About this exercise: Every line of the data is to be retyped exactly.

Source information:
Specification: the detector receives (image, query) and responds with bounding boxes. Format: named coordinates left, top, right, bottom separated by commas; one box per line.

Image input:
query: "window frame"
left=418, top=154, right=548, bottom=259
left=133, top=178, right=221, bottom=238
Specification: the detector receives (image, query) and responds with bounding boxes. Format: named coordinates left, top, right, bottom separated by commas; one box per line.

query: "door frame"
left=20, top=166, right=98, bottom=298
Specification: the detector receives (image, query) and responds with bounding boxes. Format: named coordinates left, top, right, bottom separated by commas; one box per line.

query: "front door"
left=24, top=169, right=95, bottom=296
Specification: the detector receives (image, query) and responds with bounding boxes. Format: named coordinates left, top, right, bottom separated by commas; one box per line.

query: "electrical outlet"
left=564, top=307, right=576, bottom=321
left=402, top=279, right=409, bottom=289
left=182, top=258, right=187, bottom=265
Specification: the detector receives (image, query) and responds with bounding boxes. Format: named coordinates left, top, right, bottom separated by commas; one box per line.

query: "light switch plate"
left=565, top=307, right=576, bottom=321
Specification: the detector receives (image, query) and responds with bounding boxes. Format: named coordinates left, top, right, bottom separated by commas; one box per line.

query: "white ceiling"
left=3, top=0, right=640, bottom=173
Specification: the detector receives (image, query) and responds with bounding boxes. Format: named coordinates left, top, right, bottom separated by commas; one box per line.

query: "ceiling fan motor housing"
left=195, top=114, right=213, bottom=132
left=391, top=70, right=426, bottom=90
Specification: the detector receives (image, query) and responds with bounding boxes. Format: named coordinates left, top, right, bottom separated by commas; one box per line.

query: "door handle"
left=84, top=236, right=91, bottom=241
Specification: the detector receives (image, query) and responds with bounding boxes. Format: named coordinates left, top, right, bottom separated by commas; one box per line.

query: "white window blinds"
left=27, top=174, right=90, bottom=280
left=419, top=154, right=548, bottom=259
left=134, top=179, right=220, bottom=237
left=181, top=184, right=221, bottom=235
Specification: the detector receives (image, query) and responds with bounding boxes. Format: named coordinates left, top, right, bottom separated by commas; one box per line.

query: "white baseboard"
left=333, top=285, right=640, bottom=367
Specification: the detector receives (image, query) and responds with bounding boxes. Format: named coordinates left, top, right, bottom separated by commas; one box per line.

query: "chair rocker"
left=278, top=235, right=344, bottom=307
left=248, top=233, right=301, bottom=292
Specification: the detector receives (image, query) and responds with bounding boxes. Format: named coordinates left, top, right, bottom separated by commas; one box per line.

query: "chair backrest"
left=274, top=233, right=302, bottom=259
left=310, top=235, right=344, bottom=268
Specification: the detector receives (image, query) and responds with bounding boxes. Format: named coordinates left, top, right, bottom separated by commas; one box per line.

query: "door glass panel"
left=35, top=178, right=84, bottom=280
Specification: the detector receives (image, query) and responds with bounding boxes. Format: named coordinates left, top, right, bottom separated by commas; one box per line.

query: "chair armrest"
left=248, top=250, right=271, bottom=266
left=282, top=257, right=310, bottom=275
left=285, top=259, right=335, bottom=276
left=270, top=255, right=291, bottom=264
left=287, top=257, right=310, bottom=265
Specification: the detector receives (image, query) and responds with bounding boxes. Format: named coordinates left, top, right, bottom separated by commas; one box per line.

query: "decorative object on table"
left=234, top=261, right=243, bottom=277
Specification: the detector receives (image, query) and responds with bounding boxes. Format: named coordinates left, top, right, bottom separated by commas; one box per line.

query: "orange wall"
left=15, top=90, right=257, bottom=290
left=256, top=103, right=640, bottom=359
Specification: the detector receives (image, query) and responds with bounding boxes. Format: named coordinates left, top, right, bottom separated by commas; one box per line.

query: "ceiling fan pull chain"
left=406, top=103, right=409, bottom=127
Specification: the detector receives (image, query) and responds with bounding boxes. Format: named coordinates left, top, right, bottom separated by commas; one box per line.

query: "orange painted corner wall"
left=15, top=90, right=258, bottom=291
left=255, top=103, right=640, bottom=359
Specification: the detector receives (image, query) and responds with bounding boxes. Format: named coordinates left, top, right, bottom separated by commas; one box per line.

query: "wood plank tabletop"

Your response:
Specification: the detector receives (image, query) and responds with bounding boxes. Format: named coordinates left, top, right, bottom separated by commas; one box per line.

Image input:
query: "window frame"
left=418, top=154, right=548, bottom=259
left=133, top=178, right=221, bottom=238
Specification: the detector receives (image, query) and responds with bounding boxes. Format: named coordinates left, top, right, bottom separated by commas; one box per line.

query: "door frame"
left=20, top=166, right=98, bottom=298
Specification: the detector receives (image, query) and responds with bounding boxes. Format: named coordinates left, top, right, bottom separated by commas; one box per line.

query: "front door"
left=24, top=169, right=95, bottom=296
Specification: the detector receives (image, query) and responds with bounding boxes. Format: named coordinates left, top, right, bottom separated by commas; one box per line.

query: "electrical outlet"
left=564, top=307, right=576, bottom=321
left=402, top=279, right=409, bottom=289
left=182, top=258, right=187, bottom=265
Specification: the detector receives (image, query) and responds with bounding boxes. Format: named coordinates left, top, right, bottom separated by commas; one box per line.

query: "light switch plate"
left=565, top=307, right=576, bottom=321
Specification: the detector receives (image, query) and responds with bounding boxes. Format: named coordinates left, top, right, bottom separated by commas; one box per line.

query: "white ceiling"
left=3, top=0, right=640, bottom=173
Specification: the detector receives (image, query) and responds with bounding boxes. Format: named coordinates left, top, right, bottom separated by commas; one box per line.

query: "ceiling fan motor housing"
left=195, top=114, right=213, bottom=132
left=391, top=70, right=426, bottom=90
Specification: the detector receives (image, query) and responds with bounding boxes. Format: named coordinates left, top, right, bottom separated by commas; one box per line.

query: "door handle"
left=84, top=236, right=91, bottom=241
Specification: the detector receives (image, query) and responds with bounding boxes. Format: named coordinates left, top, right, bottom separated by commas; one box per line.

query: "white window blinds"
left=27, top=174, right=90, bottom=280
left=419, top=154, right=548, bottom=259
left=134, top=179, right=220, bottom=237
left=181, top=184, right=221, bottom=235
Specification: the detector receives (image, query) and responds with bounding boxes. Format: named coordinates left, top, right, bottom separated by commas; one box per line.

query: "white baseboard"
left=333, top=285, right=640, bottom=367
Specification: the detector receives (image, query) and responds with bounding boxes. Format: named coordinates left, top, right, bottom separated by commas; one box per line.

query: "chair rocker"
left=278, top=235, right=344, bottom=307
left=248, top=233, right=301, bottom=292
Specification: the detector receives (image, query) and responds with bounding boxes. Format: named coordinates left, top, right, bottom separated by commas; one box per line.

query: "chair backrest"
left=274, top=233, right=302, bottom=259
left=310, top=235, right=344, bottom=268
Specification: the detector receives (image, query) and responds with bounding boxes. Format: named coordinates left, top, right, bottom separated by commas; one box per line.

query: "door glass panel"
left=35, top=178, right=84, bottom=280
Specification: the detector receives (image, query) and responds with bounding boxes. Format: named coordinates left, top, right, bottom separated by commas; one box per line.

query: "chair armrest"
left=248, top=250, right=271, bottom=266
left=282, top=257, right=310, bottom=275
left=285, top=259, right=335, bottom=276
left=270, top=255, right=291, bottom=264
left=287, top=257, right=310, bottom=265
Specification: the detector receives (image, query) and responds with bounding boxes. Format: named coordinates left, top, right, bottom separated by commas; one box per line.

query: "decorative object on table"
left=234, top=261, right=243, bottom=277
Specification: the detector receives (image, query) and responds with bounding boxes. Format: named coordinates left, top, right, bottom separated by commas; one box per line.

query: "orange wall"
left=15, top=90, right=257, bottom=290
left=256, top=103, right=640, bottom=359
Specification: the detector receives (image, query) and responds with bounding boxes. Format: named coordinates left, top, right, bottom separated by commas; one box per line.

query: "ceiling fan pull chain"
left=406, top=103, right=409, bottom=127
Specification: the detector receives (image, query) and responds with bounding boxes. Format: named coordinates left, top, right, bottom separated by commas; one box per line.

query: "orange painted corner wall"
left=15, top=90, right=258, bottom=291
left=255, top=103, right=640, bottom=359
Specification: the detector receives (image, query) and responds with bounding boxes. Format: named coordinates left, top, right, bottom separated by commas; one box per line.

query: "wood plank tabletop"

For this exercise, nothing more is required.